* Zu lesender Text:
= = = = = = =
Bild: Auch Schwimmbäder können gebrechlich werden
Hamburg taz | An einer viel befahrenen Straße, über die schwere Lastwagen
donnern und öfter die Sirenen der Polizeiautos heulen, liegt mein
Schwimmbad. Im Dunkeln leuchtet es wie ein Raumschiff, das hier im
Nirgendwo zwischen der Reeperbahn und Altona gelandet ist. Durch die großen
geschwungenen Scheiben lässt sich von der Straße aus eine Wasserlandschaft
erkennen, mit Pools, Rutschen und Dinosauriern.
Die Dinosaurier stehen am Rande der Becken und können Wasser speien, es
gibt begehbare Vulkane, Grotten, Wasserfälle. Umgangssprachlich nur
„Dinobad“ genannt, haben es die Verantwortlichen bei den Hamburger
Bäderbetrieben „[1][Festland]“ getauft, wahrscheinlich, um den Blick auf
die Attraktionen außerhalb des Wassers zu lenken.
## Das erste Seepferdchen
Das Festland ist ein beliebtes Freizeitbad, an guten Tagen herrscht in der
Dinosaurierlandschaft drangvolle Enge. Ich kenne die Becken von Grund auf,
zwischen den Dinosauriern musste ich, als Reittier meiner Töchter unter
Wasser, an den Beinen der anderen Erwachsenen vorbeitauchen, das Wasser war
trübe. Die große Kurvenrutsche war lange eine Attraktion, bis sie abgelöst
wurde durch eine Schwimminsel, die im Spielbecken in der Halle nebenan
vertäut lag.
Noch eine Halle weiter, im Schwimmerbecken mit den Sprungtürmen, machte
meine Tochter das Seepferdchen, vom Beckenrand aus sah ich zu. Später, bei
unzähligen Schwimmkursen, schwamm ich auf der Nachbarbahn. Ich sah die
Bademeister*innen, die offiziell „Schwimmmeister*innen“ heißen, kommen
und gehen, besuchte das Schnellrestaurant hoch über der Dinolandschaft, in
dem der nette junge Mann arbeitete, der bei jeder Bestellung
„Ausgezeichnet, ausgezeichnet!“ sagte, bis er und die anderen weg waren,
gekündigt. Die Arbeitsverträge waren nur befristet gewesen.
Irgendwann wurden diese Besuche seltener, der Kinderbereich mit seinen
Attraktionen war nicht mehr interessant und verschwand im Nebel der Zeit
wie die Urzeitfiguren, die dort aufgestellt sind. An seine Stelle trat das
Außenbecken mit seiner Tempobahn. Dort schwammen die Frühschwimmer, zu
denen ich inzwischen gehörte.
= = = = = = =
* Zu erledigende Aufgabe: Führen Sie den Text über das Hamburger Schwimmbad Festland im Anschluss an seinen letzten Satz weiter. Die anschließenden Zeilen spielen hierfür keine Rolle.
= = = = = = =
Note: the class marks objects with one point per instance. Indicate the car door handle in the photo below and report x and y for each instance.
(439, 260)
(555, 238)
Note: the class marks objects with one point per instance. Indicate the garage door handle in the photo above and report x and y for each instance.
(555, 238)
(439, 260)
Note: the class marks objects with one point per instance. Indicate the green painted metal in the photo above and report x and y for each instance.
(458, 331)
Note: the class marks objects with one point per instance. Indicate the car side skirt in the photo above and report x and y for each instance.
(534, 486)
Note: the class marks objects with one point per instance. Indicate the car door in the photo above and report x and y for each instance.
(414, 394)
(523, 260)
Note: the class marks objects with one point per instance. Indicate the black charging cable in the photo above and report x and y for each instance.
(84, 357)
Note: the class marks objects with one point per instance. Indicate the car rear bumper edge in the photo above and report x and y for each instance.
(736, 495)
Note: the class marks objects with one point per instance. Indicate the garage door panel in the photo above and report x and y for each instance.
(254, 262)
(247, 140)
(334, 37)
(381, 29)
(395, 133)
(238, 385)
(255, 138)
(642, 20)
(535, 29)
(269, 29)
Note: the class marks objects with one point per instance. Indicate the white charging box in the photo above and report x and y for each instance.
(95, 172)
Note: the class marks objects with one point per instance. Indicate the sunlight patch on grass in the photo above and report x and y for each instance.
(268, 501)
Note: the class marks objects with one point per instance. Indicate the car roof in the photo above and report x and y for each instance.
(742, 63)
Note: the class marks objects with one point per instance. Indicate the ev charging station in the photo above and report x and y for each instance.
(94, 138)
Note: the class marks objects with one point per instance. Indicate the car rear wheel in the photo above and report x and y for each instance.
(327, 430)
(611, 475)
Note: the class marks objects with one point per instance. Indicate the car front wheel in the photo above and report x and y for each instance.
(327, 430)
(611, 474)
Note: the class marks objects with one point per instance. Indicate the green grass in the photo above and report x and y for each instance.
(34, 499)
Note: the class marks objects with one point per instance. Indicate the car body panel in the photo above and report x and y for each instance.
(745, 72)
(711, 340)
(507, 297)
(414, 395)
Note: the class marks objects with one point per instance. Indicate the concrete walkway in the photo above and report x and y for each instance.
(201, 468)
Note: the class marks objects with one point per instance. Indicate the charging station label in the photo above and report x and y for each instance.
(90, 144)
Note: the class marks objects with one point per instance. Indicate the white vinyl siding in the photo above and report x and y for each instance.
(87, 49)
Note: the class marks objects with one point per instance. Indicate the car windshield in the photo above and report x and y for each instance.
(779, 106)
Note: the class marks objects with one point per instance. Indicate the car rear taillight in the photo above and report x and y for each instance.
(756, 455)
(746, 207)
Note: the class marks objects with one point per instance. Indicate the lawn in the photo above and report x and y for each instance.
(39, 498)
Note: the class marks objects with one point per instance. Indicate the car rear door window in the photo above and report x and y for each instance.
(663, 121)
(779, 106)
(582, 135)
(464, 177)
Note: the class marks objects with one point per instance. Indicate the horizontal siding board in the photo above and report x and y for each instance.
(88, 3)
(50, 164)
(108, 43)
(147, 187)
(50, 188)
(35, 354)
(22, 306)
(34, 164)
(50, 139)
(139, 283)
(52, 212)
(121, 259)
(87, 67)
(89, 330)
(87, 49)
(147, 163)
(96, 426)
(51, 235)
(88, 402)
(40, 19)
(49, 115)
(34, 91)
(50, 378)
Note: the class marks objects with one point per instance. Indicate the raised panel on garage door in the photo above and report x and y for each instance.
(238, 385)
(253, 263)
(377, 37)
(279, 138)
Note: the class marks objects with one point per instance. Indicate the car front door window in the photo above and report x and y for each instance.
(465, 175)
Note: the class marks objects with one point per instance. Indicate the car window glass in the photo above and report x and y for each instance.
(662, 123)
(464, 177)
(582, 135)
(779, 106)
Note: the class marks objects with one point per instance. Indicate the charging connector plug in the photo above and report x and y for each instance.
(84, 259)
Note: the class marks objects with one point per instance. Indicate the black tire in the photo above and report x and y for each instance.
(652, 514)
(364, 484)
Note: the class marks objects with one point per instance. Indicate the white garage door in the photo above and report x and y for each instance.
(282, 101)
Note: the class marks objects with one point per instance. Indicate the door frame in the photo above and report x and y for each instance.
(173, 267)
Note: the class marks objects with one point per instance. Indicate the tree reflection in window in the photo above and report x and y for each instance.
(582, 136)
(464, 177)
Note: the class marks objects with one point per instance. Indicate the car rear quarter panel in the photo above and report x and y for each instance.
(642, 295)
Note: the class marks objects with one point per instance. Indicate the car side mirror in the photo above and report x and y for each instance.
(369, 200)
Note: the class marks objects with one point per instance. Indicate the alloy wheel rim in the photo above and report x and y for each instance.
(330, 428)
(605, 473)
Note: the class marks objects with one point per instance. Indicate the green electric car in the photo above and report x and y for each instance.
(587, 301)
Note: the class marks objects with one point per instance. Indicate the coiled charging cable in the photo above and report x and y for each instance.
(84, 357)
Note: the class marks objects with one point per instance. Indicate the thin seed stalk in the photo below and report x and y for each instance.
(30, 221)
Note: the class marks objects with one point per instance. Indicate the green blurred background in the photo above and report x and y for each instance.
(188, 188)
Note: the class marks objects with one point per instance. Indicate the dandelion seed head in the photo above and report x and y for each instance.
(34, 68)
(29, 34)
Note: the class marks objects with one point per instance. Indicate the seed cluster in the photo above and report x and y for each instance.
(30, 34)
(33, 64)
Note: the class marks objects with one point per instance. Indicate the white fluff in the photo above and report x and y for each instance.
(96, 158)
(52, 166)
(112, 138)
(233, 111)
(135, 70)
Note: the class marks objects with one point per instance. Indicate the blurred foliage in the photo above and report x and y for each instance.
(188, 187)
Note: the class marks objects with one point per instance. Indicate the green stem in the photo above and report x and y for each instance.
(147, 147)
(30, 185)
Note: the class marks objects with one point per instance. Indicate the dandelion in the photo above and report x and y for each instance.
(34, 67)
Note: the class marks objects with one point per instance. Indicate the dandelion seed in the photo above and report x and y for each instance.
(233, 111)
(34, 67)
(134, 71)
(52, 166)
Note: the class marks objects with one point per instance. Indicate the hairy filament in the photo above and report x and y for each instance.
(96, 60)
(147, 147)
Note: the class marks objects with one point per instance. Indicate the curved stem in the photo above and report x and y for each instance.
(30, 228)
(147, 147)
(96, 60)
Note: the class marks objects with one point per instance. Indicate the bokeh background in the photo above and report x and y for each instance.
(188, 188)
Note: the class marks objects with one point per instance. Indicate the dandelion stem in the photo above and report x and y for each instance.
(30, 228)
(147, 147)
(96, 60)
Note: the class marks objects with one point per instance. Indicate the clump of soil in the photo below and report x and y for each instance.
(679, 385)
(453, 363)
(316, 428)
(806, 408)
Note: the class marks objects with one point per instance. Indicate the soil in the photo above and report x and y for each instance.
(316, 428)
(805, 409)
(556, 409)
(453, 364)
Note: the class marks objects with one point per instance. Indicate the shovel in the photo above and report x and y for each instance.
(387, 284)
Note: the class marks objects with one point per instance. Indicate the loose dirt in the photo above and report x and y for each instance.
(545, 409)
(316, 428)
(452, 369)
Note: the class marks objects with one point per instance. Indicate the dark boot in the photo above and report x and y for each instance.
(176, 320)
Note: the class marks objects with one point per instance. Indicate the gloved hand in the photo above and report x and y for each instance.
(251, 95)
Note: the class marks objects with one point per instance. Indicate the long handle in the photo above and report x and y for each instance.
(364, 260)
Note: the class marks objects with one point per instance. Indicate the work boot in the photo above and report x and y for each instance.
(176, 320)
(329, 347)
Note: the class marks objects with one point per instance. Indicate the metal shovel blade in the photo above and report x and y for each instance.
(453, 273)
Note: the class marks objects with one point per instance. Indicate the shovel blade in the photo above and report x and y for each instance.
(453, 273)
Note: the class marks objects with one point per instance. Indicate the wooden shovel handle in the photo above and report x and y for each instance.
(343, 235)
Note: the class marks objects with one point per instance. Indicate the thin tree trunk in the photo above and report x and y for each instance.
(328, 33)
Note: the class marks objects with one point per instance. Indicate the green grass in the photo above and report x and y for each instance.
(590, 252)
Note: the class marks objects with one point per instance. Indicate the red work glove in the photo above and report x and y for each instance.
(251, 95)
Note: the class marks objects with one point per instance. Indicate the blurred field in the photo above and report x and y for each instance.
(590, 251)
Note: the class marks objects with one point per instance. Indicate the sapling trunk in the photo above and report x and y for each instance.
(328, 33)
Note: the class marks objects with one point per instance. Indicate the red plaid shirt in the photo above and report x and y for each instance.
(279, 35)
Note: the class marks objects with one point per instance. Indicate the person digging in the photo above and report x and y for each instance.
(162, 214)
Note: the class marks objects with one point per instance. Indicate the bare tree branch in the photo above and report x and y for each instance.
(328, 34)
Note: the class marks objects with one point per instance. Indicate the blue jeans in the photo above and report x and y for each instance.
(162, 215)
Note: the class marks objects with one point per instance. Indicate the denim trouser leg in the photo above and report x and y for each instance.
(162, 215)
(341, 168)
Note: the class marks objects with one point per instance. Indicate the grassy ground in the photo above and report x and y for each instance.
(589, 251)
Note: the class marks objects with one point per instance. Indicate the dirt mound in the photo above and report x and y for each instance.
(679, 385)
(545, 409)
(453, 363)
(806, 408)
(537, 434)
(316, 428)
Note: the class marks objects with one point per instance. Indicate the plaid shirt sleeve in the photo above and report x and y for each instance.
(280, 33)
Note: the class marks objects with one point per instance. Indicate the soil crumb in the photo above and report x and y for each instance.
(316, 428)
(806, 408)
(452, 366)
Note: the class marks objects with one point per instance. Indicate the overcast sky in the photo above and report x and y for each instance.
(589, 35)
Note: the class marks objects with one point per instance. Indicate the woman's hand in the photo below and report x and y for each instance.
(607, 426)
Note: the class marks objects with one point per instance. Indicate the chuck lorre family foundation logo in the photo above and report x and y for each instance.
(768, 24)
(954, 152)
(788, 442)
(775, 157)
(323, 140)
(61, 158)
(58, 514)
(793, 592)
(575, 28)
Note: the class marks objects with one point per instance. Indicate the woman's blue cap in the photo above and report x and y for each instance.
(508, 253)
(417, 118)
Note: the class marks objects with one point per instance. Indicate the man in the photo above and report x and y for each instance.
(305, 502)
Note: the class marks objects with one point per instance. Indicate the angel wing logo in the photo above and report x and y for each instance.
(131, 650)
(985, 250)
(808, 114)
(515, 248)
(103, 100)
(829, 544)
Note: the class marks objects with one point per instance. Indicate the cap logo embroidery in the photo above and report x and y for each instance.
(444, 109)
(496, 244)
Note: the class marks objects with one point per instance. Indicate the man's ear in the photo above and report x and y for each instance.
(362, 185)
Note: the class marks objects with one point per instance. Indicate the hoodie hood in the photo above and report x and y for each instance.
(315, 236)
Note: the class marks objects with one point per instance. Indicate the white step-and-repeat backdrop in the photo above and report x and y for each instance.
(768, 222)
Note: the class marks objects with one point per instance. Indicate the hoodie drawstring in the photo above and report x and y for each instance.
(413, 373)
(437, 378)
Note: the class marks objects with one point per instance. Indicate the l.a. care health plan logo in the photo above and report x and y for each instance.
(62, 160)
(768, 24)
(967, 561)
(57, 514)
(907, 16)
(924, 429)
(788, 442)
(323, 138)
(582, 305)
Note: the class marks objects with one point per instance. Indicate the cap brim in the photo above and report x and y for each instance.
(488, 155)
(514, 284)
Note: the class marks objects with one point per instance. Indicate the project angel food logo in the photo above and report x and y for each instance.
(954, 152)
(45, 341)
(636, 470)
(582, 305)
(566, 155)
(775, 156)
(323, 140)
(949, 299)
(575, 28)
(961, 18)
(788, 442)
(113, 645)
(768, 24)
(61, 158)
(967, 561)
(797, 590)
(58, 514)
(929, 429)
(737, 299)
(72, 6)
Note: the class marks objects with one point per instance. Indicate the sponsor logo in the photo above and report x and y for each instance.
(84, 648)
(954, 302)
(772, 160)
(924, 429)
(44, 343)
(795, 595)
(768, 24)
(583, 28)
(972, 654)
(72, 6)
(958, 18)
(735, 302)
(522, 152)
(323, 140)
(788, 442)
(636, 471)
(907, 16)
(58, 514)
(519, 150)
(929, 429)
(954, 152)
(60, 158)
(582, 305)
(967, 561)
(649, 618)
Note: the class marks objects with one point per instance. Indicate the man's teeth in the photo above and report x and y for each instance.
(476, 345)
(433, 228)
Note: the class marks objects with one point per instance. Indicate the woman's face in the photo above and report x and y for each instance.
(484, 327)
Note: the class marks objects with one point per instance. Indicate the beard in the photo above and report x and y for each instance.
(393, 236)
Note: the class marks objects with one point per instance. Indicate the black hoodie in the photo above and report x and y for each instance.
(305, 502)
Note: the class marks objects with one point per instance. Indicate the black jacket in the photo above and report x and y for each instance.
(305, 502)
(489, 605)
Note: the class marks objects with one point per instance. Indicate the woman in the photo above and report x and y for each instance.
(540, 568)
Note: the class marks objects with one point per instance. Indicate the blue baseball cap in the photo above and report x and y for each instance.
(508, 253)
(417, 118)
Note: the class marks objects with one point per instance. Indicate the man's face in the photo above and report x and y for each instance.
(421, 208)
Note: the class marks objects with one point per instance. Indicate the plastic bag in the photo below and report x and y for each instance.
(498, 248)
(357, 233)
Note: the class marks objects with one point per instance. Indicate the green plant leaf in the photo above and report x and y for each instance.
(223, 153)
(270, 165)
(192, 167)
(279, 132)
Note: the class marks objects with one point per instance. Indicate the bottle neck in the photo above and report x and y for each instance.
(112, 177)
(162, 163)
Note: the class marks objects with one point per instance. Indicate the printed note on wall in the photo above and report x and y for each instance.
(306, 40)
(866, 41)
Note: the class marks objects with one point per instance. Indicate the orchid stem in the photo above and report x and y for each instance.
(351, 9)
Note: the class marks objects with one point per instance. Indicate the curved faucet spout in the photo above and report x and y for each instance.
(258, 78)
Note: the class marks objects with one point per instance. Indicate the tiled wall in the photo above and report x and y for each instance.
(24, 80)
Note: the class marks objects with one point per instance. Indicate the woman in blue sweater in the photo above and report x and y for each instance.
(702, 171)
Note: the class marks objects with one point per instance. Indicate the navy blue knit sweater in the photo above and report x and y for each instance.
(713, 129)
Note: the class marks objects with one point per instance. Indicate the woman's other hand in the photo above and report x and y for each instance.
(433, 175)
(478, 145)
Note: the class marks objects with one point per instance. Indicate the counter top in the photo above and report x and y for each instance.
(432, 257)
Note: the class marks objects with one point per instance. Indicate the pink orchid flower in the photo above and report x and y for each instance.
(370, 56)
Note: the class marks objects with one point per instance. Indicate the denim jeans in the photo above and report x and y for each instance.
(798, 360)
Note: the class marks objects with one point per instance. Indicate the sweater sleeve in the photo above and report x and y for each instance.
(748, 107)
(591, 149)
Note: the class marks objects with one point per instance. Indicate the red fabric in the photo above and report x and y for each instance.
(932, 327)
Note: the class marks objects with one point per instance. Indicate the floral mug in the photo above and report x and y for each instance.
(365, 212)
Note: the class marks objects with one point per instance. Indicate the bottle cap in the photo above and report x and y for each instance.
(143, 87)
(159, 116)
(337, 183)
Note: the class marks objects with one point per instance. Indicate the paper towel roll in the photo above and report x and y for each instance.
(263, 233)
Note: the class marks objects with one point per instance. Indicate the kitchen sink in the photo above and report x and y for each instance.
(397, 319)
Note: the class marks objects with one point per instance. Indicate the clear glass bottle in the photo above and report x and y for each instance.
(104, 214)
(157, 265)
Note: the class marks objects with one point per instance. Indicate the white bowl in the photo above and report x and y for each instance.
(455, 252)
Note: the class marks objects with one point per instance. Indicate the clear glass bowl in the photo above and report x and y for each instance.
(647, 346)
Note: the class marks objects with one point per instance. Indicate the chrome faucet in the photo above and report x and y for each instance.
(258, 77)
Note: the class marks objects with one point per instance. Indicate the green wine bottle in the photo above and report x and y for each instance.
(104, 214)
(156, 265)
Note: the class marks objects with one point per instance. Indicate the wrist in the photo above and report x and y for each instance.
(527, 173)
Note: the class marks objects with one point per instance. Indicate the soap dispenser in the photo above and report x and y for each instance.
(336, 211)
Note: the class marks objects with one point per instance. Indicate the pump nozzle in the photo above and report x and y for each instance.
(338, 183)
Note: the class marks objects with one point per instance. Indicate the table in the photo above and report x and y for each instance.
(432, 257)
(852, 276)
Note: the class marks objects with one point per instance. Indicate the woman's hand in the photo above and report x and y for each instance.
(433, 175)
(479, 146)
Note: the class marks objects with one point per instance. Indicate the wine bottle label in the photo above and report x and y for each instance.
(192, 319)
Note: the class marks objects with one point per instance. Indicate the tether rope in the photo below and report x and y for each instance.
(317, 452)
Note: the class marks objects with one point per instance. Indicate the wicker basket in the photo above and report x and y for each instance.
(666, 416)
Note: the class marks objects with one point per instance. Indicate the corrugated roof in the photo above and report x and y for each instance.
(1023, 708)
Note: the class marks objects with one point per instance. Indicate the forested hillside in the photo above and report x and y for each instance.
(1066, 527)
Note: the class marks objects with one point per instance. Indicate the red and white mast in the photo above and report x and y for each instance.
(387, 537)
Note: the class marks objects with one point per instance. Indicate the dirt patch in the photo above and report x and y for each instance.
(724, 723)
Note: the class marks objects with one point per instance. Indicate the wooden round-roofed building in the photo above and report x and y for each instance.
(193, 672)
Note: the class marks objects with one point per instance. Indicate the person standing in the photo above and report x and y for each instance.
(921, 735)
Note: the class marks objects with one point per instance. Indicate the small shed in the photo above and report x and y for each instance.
= = = = = = =
* Lösung der Aufgabe:
Es waren immer dieselben Leute: der ehemalige Wettkampfschwimmer, der für
die 25 Meter nur zwölf Armzüge brauchte, die Frau mit Flossen und
Taucherbrille, die sich im Delphin versuchte, die durchtrainierte
Hochfrequenzkraulerin mit ihrem durchtrainierten Begleiter.
So vergingen die Jahre, in den Duschen und in den Umkleidekabinen haben
sich weißliche Kalkschleier ausgebreitet. Die batteriebetriebenen
Schließmechanismen der Umkleideschränke sind störanfälliger geworden,
Schwimmmeister mit Werkzeugkoffern rücken an, aber so ganz wird es nicht
mehr.
Unter den Stammgästen gab es einen älteren Herrn, der sich gerne mit einem
Plumps ins Wasser fallen ließ, einmal kollabierte er vor unseren Augen,
wollte sich aber nicht aus dem Wasser ziehen lassen. Auch ich bin älter
geworden, inzwischen passiert es öfter, dass jemand beim Schwimmen von
hinten anstößt. Aber ich schwimme weiter.
Inzwischen ist das jedoch schwierig. Nach der [2][Coronazeit] klagen die
Hamburger Bäder über zu wenig Personal. Im Sommer mussten die Freibäder
tageweise schließen, im Herbst folgten die Hallenbäder. Zwei Tage die Woche
ist das Festland seitdem für das große Publikum gesperrt, nur die
Frühschwimmer, die Vereine und Schulen dürfen rein.
Wegen des Ukrainekriegs wurde nicht nur die Wassertemperatur gesenkt, auch
das Außenbecken wurde geschlossen. Während der kalten Tage im Dezember
konnte ich zusehen, wie sich draußen auf dem Wasser, wo ich sonst schwamm,
eine Eisschicht bildete.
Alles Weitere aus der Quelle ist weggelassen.